Named object pointing data
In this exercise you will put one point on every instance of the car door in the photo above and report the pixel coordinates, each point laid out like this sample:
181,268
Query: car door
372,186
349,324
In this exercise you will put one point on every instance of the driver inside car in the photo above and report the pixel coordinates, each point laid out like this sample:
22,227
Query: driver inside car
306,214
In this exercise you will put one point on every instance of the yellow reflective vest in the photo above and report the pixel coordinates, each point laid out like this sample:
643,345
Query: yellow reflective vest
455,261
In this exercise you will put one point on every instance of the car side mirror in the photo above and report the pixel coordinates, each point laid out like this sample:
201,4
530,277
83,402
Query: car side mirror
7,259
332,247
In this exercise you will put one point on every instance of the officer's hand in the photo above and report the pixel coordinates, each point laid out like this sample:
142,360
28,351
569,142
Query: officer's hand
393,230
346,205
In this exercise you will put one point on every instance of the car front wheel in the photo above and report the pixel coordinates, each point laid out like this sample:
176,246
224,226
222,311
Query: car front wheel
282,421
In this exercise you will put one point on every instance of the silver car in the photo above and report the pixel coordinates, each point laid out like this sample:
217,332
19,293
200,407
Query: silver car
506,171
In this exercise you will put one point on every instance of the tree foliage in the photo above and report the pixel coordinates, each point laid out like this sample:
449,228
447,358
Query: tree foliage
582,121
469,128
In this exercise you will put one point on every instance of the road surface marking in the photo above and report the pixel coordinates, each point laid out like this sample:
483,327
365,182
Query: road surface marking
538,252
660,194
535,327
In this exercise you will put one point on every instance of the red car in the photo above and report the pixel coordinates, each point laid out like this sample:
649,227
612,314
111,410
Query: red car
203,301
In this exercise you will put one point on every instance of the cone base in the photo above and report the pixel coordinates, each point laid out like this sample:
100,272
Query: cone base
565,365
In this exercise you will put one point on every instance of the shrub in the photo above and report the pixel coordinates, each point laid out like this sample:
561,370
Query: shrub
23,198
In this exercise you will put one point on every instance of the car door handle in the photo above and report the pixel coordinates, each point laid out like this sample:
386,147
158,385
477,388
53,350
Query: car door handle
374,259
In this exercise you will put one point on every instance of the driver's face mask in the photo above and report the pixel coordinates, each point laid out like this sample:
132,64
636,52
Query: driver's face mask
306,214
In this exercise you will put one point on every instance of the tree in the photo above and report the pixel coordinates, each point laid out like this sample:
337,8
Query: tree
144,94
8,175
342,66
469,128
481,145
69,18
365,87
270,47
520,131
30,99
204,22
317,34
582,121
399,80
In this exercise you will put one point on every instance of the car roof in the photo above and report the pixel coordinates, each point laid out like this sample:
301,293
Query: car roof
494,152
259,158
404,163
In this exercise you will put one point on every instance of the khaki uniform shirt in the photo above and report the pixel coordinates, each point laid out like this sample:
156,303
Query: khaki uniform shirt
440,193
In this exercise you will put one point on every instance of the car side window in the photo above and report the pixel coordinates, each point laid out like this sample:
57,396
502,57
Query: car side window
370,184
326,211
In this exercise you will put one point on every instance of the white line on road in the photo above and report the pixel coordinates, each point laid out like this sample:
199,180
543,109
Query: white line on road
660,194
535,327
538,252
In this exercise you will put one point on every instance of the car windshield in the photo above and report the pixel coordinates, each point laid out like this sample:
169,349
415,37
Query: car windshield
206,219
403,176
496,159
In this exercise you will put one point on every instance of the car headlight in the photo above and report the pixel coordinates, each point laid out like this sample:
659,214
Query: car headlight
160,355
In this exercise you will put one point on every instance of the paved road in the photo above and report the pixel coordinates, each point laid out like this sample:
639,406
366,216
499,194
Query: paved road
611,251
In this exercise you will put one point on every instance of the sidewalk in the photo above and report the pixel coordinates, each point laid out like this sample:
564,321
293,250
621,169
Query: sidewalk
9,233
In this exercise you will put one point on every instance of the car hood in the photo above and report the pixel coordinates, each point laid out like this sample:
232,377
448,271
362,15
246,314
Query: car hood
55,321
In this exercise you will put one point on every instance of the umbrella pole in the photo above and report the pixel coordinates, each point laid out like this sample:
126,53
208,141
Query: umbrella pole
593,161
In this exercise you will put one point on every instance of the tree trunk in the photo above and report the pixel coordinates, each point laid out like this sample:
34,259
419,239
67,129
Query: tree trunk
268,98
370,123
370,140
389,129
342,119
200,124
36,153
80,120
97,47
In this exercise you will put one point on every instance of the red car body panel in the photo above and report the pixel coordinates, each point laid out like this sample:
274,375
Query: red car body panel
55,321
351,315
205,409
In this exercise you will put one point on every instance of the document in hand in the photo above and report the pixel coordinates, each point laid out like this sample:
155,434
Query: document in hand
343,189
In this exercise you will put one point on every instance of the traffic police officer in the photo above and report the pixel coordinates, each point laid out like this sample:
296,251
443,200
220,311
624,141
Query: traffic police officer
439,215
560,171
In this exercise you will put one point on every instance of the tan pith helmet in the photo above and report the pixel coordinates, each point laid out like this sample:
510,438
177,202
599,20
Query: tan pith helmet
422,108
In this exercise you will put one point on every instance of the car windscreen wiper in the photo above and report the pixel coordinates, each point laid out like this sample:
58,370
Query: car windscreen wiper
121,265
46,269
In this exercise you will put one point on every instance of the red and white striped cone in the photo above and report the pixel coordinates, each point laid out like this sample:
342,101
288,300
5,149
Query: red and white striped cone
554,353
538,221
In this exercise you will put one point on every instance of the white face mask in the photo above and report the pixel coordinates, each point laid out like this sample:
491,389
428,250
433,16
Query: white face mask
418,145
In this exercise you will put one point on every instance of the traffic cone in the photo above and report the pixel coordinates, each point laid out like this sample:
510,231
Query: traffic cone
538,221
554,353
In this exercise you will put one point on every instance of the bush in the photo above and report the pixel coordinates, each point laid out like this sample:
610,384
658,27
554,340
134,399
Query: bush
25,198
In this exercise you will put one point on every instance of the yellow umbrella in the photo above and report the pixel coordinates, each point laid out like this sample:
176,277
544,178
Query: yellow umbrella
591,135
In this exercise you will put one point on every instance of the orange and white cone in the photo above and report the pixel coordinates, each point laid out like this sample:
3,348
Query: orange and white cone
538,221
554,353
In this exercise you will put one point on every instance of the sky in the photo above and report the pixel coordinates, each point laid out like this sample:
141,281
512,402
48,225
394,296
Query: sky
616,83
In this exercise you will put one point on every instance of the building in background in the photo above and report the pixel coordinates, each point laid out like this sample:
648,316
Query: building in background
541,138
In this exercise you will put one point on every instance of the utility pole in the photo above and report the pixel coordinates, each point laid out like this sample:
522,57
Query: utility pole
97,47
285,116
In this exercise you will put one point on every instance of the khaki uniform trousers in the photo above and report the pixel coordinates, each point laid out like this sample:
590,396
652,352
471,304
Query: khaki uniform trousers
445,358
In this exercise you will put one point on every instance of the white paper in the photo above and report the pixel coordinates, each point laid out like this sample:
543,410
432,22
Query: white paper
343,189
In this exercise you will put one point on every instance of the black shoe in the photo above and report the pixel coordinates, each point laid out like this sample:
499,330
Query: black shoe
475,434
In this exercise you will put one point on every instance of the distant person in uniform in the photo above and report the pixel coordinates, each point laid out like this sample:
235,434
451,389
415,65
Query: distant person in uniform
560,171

* * *

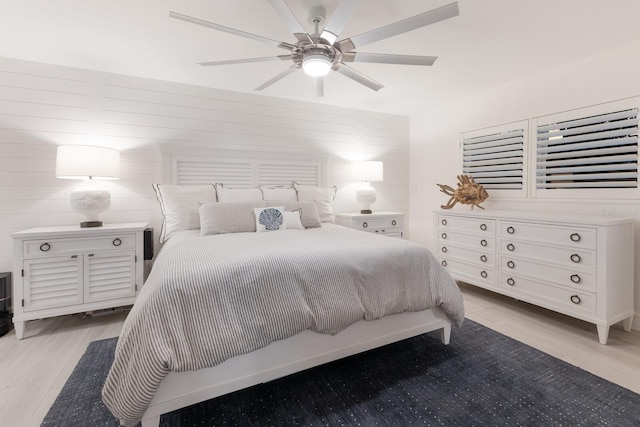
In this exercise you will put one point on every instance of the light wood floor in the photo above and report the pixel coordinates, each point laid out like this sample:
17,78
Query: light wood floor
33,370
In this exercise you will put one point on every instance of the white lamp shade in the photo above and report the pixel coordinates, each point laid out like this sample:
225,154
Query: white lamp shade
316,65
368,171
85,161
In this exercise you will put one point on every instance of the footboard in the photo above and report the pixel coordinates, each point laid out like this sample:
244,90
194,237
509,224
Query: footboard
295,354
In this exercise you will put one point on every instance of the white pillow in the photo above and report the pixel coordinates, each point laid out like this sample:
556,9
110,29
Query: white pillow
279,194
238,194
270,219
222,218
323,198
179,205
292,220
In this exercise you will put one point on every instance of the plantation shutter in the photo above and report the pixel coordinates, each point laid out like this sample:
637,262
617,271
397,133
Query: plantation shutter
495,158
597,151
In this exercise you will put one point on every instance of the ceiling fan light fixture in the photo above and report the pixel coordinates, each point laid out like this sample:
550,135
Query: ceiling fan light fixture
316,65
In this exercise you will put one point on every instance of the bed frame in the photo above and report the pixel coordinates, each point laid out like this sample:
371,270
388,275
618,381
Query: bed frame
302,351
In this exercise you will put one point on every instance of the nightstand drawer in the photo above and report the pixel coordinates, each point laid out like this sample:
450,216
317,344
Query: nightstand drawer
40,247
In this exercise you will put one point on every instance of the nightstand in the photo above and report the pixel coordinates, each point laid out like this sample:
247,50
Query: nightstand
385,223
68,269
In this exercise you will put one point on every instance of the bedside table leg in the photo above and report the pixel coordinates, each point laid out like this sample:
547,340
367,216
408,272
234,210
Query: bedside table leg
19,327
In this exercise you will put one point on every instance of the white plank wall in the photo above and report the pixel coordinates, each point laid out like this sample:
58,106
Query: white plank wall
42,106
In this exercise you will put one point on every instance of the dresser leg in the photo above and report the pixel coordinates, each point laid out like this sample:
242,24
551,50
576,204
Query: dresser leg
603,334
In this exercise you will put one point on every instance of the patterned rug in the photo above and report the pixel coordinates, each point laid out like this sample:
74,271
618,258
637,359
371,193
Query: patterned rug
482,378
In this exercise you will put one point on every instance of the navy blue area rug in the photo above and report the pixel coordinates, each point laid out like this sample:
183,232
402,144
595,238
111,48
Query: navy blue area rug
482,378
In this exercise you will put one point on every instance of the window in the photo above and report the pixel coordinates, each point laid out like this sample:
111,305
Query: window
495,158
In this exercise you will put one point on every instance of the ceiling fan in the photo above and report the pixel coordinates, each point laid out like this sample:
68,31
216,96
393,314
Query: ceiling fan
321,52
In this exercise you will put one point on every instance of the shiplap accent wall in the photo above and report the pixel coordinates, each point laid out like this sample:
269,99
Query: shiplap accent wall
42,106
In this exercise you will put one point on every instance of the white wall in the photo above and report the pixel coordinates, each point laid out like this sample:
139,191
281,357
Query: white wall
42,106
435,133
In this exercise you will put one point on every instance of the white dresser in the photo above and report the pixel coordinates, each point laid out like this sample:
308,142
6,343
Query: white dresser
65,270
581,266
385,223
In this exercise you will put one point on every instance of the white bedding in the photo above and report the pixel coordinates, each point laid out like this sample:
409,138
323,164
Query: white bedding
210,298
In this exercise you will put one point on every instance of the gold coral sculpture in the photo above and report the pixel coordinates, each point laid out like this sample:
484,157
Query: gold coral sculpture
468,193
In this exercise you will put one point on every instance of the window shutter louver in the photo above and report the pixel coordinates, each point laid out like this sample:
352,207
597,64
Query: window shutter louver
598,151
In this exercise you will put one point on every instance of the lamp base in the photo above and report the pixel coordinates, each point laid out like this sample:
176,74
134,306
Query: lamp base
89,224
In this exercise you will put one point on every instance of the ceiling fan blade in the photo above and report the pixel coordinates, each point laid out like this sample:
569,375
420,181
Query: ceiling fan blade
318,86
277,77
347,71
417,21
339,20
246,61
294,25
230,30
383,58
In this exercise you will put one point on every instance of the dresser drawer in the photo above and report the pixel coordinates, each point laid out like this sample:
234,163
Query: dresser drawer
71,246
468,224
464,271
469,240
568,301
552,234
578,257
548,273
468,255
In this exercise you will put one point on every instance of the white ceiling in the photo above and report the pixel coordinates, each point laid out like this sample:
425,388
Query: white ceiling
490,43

» **Task details**
Please gather every line of the data above that contains the string "mirror" and copy each one out.

» **Problem solution**
In this exercise you will put one point on every instance of the car side mirror in the photo above and report the pixel coordinates, each point laid out like this sample:
Query: car side mirror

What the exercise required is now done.